The Department of Cooperation should include various sections, which might be as follows:

(1) The Section of Mathematical Sociology or Humanology: composed of at least one sociologist, one biologist, one mechanical engineer, and one mathematician. Their work would be the development of human engineering and mathematical sociology or humanology; promoting the progress of science; providing and supervising instruction in the theory [pg 201] of values and the rudiments of humanology for elementary schools and the public at large. The members of the section would be selected by the appropriate scientific societies for a term fixed by the selectors.

(2) The Section of Mathematical Legislation: composed of (say) one lawyer, one mathematician, one mechanical engineer, selected as above. Their task would be to recommend legislation, to provide means for eliminating “Legalism” from the theory and practice of law, and to bring jurisprudence into accord with the laws of time-binding human nature and the changing needs of human society. Their legislative proposals, if ratified in a joint session of sections (1) and (2), would then be recommended to the appropriate legislative bodies.

(3) The Educational Section: composed of two or three teachers, one sociologist, one mechanical engineer, one mathematician, selected as above. They would elaborate educational projects and revise school methods and books; their decisions being subject to the approval of the joint session of sections (1), (2), and (3).

INSTRUCTIONS TO FOLLOW: Could you condense the paragraph beginning "(2) The Section of Mathematical Legislation" in the passage on the Department of Cooperation into a short list that keeps its main facts?

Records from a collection
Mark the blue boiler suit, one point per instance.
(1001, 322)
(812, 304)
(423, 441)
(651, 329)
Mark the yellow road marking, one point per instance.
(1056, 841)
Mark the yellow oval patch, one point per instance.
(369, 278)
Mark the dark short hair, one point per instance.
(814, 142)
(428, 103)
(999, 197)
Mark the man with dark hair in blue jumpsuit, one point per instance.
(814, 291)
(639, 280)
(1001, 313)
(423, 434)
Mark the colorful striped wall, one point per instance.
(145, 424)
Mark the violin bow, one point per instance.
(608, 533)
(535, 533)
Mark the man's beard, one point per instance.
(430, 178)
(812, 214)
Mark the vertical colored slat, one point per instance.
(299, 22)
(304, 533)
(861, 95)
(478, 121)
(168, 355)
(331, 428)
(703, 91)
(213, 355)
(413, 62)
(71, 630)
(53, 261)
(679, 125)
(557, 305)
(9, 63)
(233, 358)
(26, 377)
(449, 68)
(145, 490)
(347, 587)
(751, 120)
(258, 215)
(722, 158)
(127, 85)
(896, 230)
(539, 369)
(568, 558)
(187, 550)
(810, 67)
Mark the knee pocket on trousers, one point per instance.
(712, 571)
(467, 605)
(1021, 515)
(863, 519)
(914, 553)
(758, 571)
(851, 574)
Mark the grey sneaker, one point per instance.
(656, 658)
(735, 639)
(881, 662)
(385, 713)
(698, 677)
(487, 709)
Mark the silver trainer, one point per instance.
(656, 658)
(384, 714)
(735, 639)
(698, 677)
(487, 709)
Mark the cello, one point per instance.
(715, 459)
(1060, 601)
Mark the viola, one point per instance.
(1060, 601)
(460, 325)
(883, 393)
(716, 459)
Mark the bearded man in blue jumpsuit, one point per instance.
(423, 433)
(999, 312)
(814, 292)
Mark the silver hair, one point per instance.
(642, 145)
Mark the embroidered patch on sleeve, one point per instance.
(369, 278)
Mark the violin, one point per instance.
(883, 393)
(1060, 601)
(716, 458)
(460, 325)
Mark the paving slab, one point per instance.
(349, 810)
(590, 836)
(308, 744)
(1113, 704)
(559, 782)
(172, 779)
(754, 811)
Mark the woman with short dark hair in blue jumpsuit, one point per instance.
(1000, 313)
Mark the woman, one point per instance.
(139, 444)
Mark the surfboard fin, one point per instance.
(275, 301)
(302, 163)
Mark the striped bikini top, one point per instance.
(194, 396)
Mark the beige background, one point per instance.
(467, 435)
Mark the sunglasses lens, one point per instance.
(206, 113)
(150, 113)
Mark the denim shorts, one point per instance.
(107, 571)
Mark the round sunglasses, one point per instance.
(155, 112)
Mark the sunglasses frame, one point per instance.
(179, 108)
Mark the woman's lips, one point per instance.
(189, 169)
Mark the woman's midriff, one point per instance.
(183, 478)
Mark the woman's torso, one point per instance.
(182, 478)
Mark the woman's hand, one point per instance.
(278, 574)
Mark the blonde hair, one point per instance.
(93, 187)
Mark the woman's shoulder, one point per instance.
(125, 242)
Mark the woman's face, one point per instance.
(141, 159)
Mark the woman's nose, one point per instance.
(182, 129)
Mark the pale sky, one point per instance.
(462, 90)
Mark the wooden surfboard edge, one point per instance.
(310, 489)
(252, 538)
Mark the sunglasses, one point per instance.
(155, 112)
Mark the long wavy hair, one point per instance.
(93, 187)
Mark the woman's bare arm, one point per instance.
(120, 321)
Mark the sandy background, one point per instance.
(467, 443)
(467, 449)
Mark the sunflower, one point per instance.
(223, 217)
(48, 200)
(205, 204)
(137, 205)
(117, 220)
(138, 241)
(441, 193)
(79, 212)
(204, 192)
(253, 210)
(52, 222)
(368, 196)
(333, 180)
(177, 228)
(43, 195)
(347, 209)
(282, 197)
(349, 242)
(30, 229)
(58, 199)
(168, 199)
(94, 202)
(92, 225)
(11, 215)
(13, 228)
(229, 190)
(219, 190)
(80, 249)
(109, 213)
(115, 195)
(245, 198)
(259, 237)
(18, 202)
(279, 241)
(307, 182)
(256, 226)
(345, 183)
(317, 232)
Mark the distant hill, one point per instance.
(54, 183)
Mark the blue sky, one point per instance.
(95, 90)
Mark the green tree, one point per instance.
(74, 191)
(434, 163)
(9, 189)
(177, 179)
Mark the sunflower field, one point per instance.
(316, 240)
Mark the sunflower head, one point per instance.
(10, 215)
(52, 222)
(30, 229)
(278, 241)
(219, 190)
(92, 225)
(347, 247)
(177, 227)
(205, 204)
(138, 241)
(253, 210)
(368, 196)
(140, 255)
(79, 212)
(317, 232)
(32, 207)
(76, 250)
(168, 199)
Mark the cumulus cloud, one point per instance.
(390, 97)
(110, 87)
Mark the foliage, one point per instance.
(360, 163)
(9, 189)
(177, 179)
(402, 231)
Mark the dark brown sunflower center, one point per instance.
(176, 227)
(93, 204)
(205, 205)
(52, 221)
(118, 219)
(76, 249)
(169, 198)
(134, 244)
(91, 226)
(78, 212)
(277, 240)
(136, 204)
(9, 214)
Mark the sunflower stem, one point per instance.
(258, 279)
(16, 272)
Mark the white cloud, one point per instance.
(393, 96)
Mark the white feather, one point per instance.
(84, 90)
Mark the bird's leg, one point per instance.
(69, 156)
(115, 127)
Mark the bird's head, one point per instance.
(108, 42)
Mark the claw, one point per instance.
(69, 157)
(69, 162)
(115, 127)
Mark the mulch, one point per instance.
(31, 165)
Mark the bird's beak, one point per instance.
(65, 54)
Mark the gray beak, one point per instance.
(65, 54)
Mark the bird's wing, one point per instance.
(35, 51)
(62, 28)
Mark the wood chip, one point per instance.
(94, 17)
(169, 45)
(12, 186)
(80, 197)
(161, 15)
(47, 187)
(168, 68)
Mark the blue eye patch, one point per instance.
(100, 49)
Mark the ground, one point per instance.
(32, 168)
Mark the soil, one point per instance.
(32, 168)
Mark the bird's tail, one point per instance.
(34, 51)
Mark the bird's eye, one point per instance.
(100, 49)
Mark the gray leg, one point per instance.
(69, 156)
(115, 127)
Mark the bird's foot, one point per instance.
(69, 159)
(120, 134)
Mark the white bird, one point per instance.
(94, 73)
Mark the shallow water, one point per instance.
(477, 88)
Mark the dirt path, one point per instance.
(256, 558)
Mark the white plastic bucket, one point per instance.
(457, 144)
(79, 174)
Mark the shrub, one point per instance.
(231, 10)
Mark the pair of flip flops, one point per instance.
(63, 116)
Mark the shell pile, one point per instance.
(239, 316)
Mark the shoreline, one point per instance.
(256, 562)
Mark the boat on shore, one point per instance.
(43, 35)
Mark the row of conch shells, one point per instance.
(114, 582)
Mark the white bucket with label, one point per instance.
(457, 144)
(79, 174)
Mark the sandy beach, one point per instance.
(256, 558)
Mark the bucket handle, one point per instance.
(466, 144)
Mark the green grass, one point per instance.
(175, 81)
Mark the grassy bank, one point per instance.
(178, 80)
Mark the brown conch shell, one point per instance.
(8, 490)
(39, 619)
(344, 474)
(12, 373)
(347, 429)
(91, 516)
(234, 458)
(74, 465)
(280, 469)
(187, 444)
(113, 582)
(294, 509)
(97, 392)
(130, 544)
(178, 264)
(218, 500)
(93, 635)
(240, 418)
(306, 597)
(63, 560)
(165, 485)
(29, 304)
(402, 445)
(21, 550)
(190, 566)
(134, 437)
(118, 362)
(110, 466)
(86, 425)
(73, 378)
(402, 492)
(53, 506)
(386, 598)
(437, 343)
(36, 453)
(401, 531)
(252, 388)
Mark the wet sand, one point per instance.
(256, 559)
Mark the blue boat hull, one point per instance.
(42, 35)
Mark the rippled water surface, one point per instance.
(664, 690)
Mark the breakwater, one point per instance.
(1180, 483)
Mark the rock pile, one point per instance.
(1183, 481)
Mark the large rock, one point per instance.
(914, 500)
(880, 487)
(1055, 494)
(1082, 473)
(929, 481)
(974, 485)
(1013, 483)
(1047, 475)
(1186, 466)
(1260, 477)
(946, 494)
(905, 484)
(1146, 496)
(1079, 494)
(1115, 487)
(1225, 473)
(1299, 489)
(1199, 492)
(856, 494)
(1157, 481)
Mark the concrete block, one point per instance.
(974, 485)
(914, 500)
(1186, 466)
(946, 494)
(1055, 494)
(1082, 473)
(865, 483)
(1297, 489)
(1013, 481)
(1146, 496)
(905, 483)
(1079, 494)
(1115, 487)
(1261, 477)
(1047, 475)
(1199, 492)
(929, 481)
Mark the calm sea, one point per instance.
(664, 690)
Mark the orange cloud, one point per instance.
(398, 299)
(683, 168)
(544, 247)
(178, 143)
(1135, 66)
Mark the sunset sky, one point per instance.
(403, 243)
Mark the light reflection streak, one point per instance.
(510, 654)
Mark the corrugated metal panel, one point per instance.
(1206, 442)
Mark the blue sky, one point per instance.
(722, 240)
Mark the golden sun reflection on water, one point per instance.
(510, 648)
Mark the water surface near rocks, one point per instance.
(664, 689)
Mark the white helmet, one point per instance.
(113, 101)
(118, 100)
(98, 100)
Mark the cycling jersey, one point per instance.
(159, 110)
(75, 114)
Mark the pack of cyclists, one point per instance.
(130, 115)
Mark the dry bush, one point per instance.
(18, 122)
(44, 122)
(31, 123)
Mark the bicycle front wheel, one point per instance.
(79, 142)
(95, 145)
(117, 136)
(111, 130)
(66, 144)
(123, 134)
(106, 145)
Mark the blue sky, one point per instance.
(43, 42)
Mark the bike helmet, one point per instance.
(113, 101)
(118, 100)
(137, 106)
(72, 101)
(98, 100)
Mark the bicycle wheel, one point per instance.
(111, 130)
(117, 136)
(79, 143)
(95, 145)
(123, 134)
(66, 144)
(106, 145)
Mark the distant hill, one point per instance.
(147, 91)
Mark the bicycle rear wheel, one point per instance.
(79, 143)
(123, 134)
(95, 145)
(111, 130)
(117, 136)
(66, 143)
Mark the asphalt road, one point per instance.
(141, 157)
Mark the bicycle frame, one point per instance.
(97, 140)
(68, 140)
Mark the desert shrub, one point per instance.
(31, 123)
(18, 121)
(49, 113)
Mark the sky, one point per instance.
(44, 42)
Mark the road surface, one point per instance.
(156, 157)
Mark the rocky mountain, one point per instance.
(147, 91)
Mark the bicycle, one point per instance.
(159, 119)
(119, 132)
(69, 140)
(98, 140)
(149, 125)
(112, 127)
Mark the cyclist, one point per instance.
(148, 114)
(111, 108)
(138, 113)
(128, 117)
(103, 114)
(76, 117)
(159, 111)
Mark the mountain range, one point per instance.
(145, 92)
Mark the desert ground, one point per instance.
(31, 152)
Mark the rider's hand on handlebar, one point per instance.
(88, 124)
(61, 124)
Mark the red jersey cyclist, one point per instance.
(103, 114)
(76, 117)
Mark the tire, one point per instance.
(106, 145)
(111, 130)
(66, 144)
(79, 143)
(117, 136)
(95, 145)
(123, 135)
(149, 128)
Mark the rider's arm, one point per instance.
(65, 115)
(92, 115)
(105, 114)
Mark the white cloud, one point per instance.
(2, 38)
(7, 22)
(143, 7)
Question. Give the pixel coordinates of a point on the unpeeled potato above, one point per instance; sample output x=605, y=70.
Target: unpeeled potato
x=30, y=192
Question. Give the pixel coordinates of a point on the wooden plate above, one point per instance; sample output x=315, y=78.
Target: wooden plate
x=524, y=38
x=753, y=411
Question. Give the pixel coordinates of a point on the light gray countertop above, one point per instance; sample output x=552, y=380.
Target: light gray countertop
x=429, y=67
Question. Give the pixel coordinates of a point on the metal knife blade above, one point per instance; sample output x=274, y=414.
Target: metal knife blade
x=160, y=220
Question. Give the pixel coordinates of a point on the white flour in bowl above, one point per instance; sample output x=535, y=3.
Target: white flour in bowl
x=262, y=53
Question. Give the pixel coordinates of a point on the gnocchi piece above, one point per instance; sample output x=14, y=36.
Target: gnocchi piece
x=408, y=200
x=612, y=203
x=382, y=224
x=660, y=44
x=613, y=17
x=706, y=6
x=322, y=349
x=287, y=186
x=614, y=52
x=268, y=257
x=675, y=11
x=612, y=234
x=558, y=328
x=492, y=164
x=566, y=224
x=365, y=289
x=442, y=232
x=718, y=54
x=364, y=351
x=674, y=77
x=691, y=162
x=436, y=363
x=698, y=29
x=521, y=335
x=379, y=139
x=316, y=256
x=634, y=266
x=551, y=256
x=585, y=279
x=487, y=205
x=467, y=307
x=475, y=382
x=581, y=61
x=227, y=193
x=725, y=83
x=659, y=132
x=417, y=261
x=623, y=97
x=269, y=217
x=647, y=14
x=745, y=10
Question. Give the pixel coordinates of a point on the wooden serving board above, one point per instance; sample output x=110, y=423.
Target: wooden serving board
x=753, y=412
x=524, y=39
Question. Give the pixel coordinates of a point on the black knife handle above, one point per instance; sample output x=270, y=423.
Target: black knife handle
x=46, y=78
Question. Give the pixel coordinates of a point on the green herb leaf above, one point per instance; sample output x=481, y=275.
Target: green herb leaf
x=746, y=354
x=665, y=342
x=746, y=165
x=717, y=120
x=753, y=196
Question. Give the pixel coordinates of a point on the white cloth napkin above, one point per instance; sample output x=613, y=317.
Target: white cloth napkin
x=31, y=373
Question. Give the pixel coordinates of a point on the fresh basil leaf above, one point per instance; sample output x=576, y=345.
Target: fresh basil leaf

EXERCISE OUTPUT:
- Members: for example, one lawyer, one mathematician and one mechanical engineer, chosen by the appropriate scientific societies.
- Duties: recommend legislation, find means to remove "Legalism" from the theory and practice of law, and align jurisprudence with the laws of time-binding human nature and society's changing needs.
- Procedure: proposals ratified in a joint session of sections (1) and (2) go to the appropriate legislative bodies as recommendations.